Given task
Word for word, repeat the lines of the records from the one containing "Objective — one point per instance of the nose landing" through the last line, both included.

Record list

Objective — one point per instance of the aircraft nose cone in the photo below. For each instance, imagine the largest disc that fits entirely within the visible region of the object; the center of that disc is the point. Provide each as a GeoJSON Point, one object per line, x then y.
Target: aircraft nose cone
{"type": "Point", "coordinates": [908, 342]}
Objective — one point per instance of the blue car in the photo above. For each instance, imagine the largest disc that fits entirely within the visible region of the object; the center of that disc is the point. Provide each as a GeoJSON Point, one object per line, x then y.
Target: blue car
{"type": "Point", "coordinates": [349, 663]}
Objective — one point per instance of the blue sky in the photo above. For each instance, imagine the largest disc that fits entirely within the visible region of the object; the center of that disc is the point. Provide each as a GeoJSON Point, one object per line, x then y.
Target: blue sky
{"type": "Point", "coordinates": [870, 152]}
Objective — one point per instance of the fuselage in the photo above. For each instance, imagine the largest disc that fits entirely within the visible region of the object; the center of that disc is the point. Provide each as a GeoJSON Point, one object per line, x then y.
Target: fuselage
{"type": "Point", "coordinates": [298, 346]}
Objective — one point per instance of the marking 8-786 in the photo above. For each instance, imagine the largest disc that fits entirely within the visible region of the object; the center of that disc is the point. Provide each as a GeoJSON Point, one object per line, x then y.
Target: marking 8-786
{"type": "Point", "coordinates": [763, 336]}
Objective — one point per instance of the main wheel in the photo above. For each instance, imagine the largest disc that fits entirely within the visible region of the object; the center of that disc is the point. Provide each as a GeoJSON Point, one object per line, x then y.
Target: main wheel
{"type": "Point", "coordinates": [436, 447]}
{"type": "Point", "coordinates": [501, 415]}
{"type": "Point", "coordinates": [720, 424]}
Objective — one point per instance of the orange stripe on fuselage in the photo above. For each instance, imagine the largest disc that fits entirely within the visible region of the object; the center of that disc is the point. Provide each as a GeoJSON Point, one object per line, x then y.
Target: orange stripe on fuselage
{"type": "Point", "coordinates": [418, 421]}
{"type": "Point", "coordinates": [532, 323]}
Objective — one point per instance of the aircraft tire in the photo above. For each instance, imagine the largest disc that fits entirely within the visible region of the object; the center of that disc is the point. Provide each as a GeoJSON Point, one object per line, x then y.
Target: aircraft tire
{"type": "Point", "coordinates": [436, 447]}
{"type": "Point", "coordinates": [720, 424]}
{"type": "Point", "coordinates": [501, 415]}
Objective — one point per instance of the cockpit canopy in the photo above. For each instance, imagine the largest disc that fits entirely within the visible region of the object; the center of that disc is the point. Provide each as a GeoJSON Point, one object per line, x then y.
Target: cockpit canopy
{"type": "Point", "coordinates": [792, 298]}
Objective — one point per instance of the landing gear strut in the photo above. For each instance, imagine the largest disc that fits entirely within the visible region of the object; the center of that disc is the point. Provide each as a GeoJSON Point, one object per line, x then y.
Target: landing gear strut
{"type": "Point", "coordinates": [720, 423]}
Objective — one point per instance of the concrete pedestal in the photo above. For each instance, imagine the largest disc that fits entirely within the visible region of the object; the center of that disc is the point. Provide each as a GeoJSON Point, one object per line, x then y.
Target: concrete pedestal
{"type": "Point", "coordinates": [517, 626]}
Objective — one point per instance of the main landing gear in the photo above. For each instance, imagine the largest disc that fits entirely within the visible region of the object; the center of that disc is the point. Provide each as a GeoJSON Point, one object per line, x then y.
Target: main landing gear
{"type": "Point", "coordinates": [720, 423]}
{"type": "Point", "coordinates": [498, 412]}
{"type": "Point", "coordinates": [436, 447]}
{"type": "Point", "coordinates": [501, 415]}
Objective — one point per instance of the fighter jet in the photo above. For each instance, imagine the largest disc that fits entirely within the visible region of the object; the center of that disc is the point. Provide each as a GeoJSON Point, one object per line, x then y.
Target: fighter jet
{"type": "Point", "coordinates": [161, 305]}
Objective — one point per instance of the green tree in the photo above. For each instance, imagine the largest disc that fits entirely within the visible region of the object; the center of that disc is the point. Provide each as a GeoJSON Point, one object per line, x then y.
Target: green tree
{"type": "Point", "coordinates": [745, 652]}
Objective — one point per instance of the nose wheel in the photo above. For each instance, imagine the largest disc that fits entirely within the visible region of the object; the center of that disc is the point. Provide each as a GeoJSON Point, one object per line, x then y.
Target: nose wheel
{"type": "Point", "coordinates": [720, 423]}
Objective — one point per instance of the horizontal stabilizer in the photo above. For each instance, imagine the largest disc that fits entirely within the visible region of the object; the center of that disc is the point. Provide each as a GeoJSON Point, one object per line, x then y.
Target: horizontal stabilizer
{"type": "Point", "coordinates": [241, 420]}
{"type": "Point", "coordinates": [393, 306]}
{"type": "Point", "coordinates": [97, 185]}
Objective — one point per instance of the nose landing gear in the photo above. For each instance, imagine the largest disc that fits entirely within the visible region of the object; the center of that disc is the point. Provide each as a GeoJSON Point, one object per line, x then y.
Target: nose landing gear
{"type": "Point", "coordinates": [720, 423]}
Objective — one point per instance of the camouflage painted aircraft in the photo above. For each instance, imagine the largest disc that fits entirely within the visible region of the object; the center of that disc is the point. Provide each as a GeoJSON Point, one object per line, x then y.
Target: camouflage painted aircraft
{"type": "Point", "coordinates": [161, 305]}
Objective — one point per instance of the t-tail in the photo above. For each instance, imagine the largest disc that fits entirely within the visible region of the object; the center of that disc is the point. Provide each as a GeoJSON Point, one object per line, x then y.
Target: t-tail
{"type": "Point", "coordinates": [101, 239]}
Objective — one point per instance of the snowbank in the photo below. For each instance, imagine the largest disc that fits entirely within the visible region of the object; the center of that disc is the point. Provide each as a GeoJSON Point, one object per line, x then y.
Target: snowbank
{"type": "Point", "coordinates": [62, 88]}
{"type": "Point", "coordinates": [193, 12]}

Written reply
Objective — one point per instance of the nose landing gear in the photo above. For each instance, imagine the largest disc that fits entirely within the visible region of the object; the center of that disc is the point. Provide each as a GeoJSON Point, one object per line, x then y.
Target: nose landing gear
{"type": "Point", "coordinates": [720, 423]}
Objective — one point per instance of the camouflage painted aircraft in the photo above. For each instance, imagine the largest disc that fits entirely within the visible region of the object; the center of that disc is the point. Provide each as a GeoJSON Point, one object per line, x then y.
Target: camouflage painted aircraft
{"type": "Point", "coordinates": [161, 305]}
Objective — one point per instance of the t-tail in the photo above. For each instance, imagine the largest disc that fits entirely within the visible region of the object; the center of that disc is the point. Provide each as a GeoJSON Point, one object per line, x then y.
Target: t-tail
{"type": "Point", "coordinates": [101, 239]}
Objective — one point per instance of the snowbank in the photo below. For each instance, imagine the largest disc that fits entirely within the visible region of the object; the center of that disc is the point. Provide each as a GeoJSON Point, one object per line, x then y.
Target: snowbank
{"type": "Point", "coordinates": [62, 88]}
{"type": "Point", "coordinates": [193, 12]}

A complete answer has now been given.